- **Stated goal A**
Could you print the passage of the text on Google Analytics sampling accuracy that starts at "The visits metric is quite" and ends at "into unreliable data)."?
- **Stated goal B**
How many lines in the records below contain the string "steeple"? Reply with the number alone.

- **Selected text**
Let’s review the results of the Source/Medium query:

Visits:

The visits metric is quite reliable across all samples and sampling slider bar settings (keep in mind we are looking at the overall metrics and not individual rows just yet).
The largest variation was -1.46%. If we were dealing with an unsampled value of 1,000,000 visits, then this variation would yield 985,400 visits. Not terrible by any means.
Increasing the sampling slider bar to 100% (500k visits) did not always yield more accurate data for the visits metric.

Transactions:

Accuracy ranged from -0.92% (quite good) to -11.86% (now we are getting into unreliable data).
1,000 transactions (unsampled) at a -11.86 variation results in 881 transactions in sampled data (119 missing transactions).

Revenue:

The largest variance here was -16.09% and also had a +11.37% in the Android segment. It is important to note that sampled data may be under or over reported.
At a -16.09% variance, $500,000 becomes a sampled value of $419,550. $80,000 unaccounted for in this example is a big problem.

Ecommerce Conversion Rate:

Accuracy ranged from -1.21% to -12.47%

For the US Region (States) data dimension query, the below table contains the results.

Let’s review the results of the US Regions query:

Visits:

The visits metric is reliable just as it was in our source/medium queries.
The largest variation was +0.89% for our Android segment (4.54% of total visits) with the sampling slider set to 100%.
Oddly enough, when the sampling slider was at 50% (250k visitors), the overall data was more accurate. We definitely cannot state that this would always be the case; in fact it statistically should be a rarer occurrence for less visits in a sampled set to yield more accurate data.
At a +.89% variance, 1,000,000 visits becomes 1,008,900 (not bad!)

Transactions:

At a +16.55% variance, 1,000 transactions becomes a sampled value of 1,166

Revenue:

At a +14.74% variance, $500,000 becomes a sampled value of $573,700 (yikes!)

Ecommerce Conversion Rate:

Accuracy ranged from -0.18% to +16.29%

For the Overall Metric Accuracy, we found that the visit metrics presented little concern. We know that the data won’t be accurate, so we can live with a peak variance of -1.46%. On the other hand, I start to get concerned with the transaction and conversion rate metric accuracy and then much more concerned with revenue. I believe the problem here is that Google Analytics uses a sample of visits to compute the data and of those that were included in the sample, only a few percent (relative to the ecommerce conversion rate) had a transaction and the revenue values will differ by quite a bit. You can see how the sampling becomes diluted. If you had an ecommerce site where everyone that transacted had the same revenue amount, then I would suspect that the revenue metric would not be off by as much.

Data Quality Analysis #2 – Top 10 Row Metric Accuracy

For the top 10 row analysis, I sorted the data by the metric being analyzed. The objective, as an example, being to show the accuracy of the top 10 revenue rows (which may not always be the top 10 visit rows).

For the Source/Medium data dimension query, the below table contains the results of the top 10 rows.

The results aren’t as accurate as the aggregate metrics. A surprising data point was that the ‘Android Traffic’ segment had a variance of a +4.77% on the overall metric accuracy, while the top 10 analysis resulted in a -2.44% variance.

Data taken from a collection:

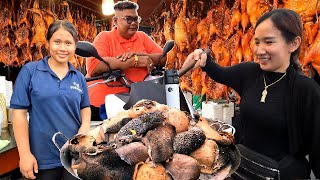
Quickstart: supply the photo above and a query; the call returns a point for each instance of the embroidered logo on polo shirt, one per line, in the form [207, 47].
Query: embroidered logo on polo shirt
[76, 87]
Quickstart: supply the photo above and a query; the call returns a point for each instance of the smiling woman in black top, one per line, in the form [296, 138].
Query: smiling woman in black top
[280, 107]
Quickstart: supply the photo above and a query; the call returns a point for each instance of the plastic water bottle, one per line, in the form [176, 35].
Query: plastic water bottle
[3, 111]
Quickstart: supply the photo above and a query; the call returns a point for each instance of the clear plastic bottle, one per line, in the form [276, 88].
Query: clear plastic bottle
[3, 111]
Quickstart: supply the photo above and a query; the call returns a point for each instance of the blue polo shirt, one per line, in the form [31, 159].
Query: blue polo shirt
[53, 105]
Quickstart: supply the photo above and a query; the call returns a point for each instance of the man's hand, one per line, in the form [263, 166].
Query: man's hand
[28, 166]
[145, 61]
[126, 56]
[84, 129]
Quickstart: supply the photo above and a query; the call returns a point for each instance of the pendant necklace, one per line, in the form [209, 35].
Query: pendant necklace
[265, 92]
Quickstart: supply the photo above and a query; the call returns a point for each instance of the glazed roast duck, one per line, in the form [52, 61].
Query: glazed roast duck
[151, 141]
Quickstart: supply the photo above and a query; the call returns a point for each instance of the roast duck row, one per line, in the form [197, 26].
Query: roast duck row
[227, 28]
[23, 29]
[152, 141]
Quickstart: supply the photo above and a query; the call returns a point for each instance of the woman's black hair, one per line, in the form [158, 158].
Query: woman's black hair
[65, 25]
[290, 24]
[121, 5]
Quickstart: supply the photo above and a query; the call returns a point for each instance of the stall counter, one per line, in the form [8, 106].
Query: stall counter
[9, 156]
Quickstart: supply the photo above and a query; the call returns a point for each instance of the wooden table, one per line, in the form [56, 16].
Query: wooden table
[9, 156]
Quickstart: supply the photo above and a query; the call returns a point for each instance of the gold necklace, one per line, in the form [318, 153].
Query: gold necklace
[265, 92]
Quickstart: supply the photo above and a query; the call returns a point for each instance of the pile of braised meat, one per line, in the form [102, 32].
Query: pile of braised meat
[151, 141]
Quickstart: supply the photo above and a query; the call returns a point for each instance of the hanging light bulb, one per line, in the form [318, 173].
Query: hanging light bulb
[107, 7]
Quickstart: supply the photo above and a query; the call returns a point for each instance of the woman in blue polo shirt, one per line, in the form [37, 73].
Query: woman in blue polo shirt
[56, 97]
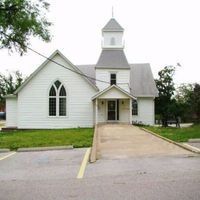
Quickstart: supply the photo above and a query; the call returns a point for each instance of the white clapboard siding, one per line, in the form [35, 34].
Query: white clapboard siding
[33, 99]
[146, 111]
[123, 110]
[11, 112]
[123, 78]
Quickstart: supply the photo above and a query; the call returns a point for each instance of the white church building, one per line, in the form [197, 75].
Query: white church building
[60, 94]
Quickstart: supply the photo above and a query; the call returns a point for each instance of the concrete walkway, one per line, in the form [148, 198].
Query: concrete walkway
[122, 141]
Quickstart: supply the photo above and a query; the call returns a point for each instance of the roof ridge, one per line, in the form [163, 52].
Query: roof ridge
[112, 25]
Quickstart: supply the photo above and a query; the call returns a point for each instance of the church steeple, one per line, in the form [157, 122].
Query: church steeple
[112, 34]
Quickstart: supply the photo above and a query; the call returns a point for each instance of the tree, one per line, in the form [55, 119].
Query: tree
[8, 84]
[165, 85]
[196, 101]
[21, 19]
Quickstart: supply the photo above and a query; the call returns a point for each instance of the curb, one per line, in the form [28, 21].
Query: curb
[171, 141]
[4, 150]
[197, 140]
[44, 148]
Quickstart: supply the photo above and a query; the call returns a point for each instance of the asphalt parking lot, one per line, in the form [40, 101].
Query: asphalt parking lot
[52, 175]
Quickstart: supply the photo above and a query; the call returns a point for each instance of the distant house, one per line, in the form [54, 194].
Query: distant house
[112, 90]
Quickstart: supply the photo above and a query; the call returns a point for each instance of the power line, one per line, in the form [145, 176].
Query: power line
[57, 63]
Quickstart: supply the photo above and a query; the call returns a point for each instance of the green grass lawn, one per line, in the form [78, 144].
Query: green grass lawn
[78, 137]
[177, 134]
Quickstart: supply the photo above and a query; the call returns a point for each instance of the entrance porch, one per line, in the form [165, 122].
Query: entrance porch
[113, 105]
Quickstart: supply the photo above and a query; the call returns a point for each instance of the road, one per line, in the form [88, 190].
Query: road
[52, 175]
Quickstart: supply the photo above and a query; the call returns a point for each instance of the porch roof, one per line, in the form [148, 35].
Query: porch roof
[102, 94]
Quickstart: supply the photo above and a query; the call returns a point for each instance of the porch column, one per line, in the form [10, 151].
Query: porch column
[130, 107]
[96, 111]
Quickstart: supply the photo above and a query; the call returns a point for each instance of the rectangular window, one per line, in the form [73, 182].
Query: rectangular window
[134, 107]
[113, 79]
[62, 106]
[52, 106]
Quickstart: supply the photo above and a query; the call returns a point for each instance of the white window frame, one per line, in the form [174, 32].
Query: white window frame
[57, 100]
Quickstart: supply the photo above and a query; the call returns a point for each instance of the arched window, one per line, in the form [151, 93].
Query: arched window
[112, 41]
[134, 107]
[57, 99]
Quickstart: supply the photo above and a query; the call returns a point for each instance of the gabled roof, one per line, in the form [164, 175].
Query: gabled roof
[109, 88]
[112, 59]
[45, 63]
[142, 83]
[112, 25]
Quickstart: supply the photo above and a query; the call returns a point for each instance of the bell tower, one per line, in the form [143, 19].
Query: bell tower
[112, 34]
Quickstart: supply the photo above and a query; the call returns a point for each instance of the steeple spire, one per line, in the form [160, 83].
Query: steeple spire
[112, 12]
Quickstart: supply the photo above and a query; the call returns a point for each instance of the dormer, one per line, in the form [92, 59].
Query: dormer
[112, 34]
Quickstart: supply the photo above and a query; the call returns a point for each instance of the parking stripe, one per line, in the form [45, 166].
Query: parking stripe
[7, 156]
[83, 164]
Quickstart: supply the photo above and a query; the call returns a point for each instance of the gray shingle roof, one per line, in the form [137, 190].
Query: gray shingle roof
[142, 82]
[88, 70]
[112, 25]
[113, 59]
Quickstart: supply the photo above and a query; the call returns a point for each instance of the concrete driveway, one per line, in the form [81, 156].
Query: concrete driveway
[123, 141]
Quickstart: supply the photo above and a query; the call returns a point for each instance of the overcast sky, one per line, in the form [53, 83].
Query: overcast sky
[160, 32]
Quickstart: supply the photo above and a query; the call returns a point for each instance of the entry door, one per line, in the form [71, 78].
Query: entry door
[112, 110]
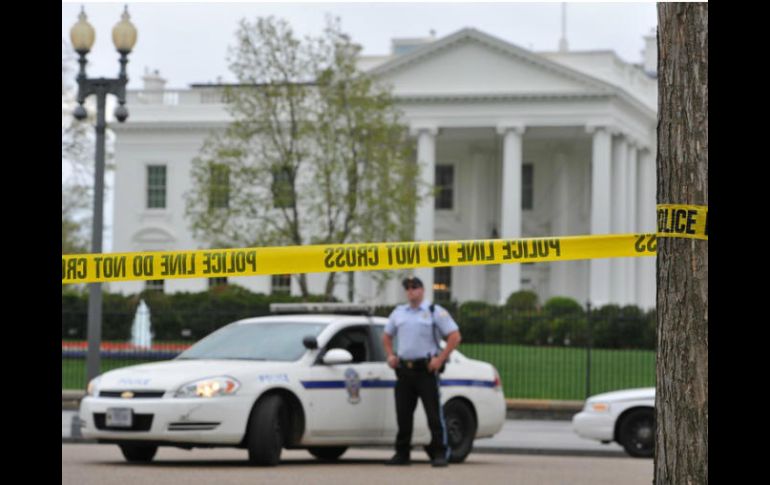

- **Expected answer A**
The visits metric is quite reliable across all samples and sampling slider bar settings (keep in mind we are looking at the overall metrics and not individual rows just yet).
The largest variation was -1.46%. If we were dealing with an unsampled value of 1,000,000 visits, then this variation would yield 985,400 visits. Not terrible by any means.
Increasing the sampling slider bar to 100% (500k visits) did not always yield more accurate data for the visits metric.

Transactions:

Accuracy ranged from -0.92% (quite good) to -11.86% (now we are getting into unreliable data).

- **Expected answer B**
4